YOUR TASK
Copy out all of the data below with no alterations.

□ □ □

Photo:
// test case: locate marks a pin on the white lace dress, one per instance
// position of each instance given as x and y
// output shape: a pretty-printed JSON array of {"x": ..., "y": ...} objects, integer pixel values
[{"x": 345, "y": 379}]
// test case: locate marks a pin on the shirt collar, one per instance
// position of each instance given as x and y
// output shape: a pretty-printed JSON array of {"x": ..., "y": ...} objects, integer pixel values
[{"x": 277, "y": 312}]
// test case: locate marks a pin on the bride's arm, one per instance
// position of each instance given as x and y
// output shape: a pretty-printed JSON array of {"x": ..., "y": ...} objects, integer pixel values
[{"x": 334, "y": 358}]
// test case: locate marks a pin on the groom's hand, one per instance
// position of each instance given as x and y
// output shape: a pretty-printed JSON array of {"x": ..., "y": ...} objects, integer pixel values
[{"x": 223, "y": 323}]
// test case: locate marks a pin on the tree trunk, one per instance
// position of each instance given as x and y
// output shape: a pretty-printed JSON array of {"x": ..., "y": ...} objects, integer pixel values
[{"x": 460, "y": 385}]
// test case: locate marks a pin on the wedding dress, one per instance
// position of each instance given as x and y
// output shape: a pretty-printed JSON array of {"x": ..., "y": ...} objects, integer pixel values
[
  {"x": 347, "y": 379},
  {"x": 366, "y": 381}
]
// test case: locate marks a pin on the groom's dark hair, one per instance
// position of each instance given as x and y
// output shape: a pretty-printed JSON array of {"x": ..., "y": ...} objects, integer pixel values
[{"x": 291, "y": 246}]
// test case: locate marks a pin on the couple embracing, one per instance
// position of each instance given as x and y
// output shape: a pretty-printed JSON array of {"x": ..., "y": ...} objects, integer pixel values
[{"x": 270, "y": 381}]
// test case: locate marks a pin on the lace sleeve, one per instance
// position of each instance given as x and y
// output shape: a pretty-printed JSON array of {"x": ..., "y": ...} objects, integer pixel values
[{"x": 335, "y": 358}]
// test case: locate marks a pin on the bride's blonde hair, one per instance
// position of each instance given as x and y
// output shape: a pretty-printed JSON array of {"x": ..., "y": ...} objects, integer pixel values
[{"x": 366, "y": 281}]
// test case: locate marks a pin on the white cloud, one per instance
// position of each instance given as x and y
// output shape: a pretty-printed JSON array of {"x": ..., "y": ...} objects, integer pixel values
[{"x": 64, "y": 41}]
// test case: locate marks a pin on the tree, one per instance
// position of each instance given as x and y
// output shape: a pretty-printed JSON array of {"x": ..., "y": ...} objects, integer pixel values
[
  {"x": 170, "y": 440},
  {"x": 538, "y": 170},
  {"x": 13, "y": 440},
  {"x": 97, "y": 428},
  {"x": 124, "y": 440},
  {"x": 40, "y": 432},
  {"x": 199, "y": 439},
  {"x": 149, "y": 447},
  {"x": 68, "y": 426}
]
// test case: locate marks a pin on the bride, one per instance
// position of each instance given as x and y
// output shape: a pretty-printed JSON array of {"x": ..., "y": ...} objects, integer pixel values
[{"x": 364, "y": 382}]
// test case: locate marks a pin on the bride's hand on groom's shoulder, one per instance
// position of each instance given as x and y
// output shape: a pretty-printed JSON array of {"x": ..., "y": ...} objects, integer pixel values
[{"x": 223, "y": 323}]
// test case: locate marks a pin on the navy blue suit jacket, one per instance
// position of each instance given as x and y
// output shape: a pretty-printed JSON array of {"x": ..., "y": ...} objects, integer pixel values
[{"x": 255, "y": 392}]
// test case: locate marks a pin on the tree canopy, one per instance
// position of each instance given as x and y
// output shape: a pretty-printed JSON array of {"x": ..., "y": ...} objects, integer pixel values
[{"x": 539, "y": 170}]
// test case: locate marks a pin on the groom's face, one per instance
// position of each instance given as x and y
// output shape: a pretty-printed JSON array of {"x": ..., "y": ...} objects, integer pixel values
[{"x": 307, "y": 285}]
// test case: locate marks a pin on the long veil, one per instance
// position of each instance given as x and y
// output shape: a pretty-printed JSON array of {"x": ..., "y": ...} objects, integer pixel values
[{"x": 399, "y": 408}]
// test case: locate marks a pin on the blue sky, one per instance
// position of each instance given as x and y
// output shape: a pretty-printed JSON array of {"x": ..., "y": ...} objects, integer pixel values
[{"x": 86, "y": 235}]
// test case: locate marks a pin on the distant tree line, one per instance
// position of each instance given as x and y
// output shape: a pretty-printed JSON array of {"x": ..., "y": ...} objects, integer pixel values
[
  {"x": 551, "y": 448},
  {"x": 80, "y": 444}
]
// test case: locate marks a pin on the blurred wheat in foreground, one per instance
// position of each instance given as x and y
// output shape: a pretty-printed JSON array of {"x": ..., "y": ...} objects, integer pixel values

□ □ □

RESULT OF THE TASK
Photo:
// test case: locate marks a pin on the white lace dress, one per instance
// position of each instance given as x and y
// output shape: a pretty-printed JSON array of {"x": ..., "y": ...} objects, integer pixel values
[{"x": 345, "y": 379}]
// test case: locate marks a pin on the shirt collar, one per instance
// position of each instance given as x and y
// output shape: a pretty-printed JSON array of {"x": ..., "y": ...} objects, integer pixel values
[{"x": 277, "y": 312}]
// test case: locate marks a pin on the bride's arm, one per instance
// position of each instance given as x and y
// output shape: a pretty-printed JSON array of {"x": ..., "y": ...} objects, integer pixel values
[{"x": 334, "y": 358}]
// test case: locate marks a pin on the groom's hand, one per instance
// position of each instance given as x and y
// output shape: a pretty-printed JSON array of {"x": ..., "y": ...} objects, integer pixel values
[{"x": 223, "y": 323}]
// test case: locate marks a pin on the tree trunk, one per instance
// position of each instance given as x and y
// output shape: a pretty-printed JSON array of {"x": ..., "y": ...} objects, integer pixel values
[{"x": 460, "y": 385}]
// test case: locate marks a pin on the wedding dress, one per instance
// position of each instance given as x and y
// output shape: a pretty-printed JSON array of {"x": ..., "y": ...} objects, integer pixel values
[
  {"x": 347, "y": 379},
  {"x": 366, "y": 381}
]
// test case: locate marks a pin on the groom's dark hair, one per instance
// position of each instance given as x and y
// output shape: a pretty-printed JSON array of {"x": ..., "y": ...} objects, integer pixel values
[{"x": 291, "y": 246}]
// test case: locate marks a pin on the couple embracing, one per instance
// position of each instance given as x and y
// output shape: a pretty-printed JSON array of {"x": ..., "y": ...} objects, integer pixel values
[{"x": 270, "y": 381}]
// test case: locate marks a pin on the lace sleeve, one per instance
// position of each instance given as x and y
// output shape: a pretty-printed JSON array of {"x": ..., "y": ...} objects, integer pixel values
[{"x": 335, "y": 358}]
// test case: locate marks a pin on the bride's blonde hair, one per instance
// position of each instance given as x and y
// output shape: a pretty-printed JSON array of {"x": ..., "y": ...} objects, integer pixel values
[{"x": 366, "y": 281}]
// test case: locate marks a pin on the white cloud, one per instance
// position of each instance given as x and y
// output shape: a pretty-printed JSON array of {"x": ..., "y": ...} objects, integer pixel values
[{"x": 64, "y": 41}]
// test case: locate marks a pin on the tree, one per instance
// position of each instance given as x and y
// output shape: a pretty-printed JSON array of {"x": ..., "y": ...} objects, integer pixel values
[
  {"x": 170, "y": 440},
  {"x": 538, "y": 170},
  {"x": 13, "y": 440},
  {"x": 97, "y": 428},
  {"x": 124, "y": 440},
  {"x": 40, "y": 432},
  {"x": 199, "y": 439},
  {"x": 149, "y": 447},
  {"x": 68, "y": 426}
]
// test case: locate marks a pin on the bride, one per instance
// position of each instance given as x and y
// output shape: a pretty-printed JSON array of {"x": ..., "y": ...} objects, integer pixel values
[{"x": 364, "y": 382}]
// test case: locate marks a pin on the bride's hand on groom's shoulder, one per instance
// position of each instance given as x and y
// output shape: a pretty-printed JSON array of {"x": ..., "y": ...} objects, integer pixel values
[{"x": 223, "y": 323}]
// test case: locate marks a pin on the navy blue suit jacket, one per instance
// position of each instance given as x and y
// output shape: a pretty-printed JSON array of {"x": ..., "y": ...} objects, integer pixel values
[{"x": 255, "y": 392}]
// test case: locate marks a pin on the tree canopy, one per instance
// position of each instance given as x and y
// output shape: a pretty-printed JSON array of {"x": ..., "y": ...} objects, integer pixel values
[{"x": 539, "y": 170}]
// test case: locate marks a pin on the groom's face, one per instance
// position of each instance given as x and y
// output shape: a pretty-printed JSON array of {"x": ..., "y": ...} objects, integer pixel values
[{"x": 307, "y": 285}]
// test case: locate marks a pin on the long veil, one per instance
// position of each instance given as x and y
// output shape: a pretty-printed JSON array of {"x": ..., "y": ...} objects, integer pixel values
[{"x": 399, "y": 408}]
// test case: locate marks a pin on the blue sky, one per instance
// position of each instance given as x and y
// output shape: a pretty-printed JSON array of {"x": ..., "y": ...} objects, integer pixel values
[{"x": 86, "y": 235}]
// test case: locate marks a pin on the distant tree line, one per instance
// position of each instance given as x and y
// output shape: a pretty-printed JSON array of {"x": ..., "y": ...} objects, integer pixel values
[
  {"x": 551, "y": 448},
  {"x": 80, "y": 444}
]
// test case: locate marks a pin on the blurred wheat in foreground, one per instance
// position of each instance given as x and y
// output shape: a pretty-printed JSON array of {"x": ..., "y": ...} objects, integer pixel values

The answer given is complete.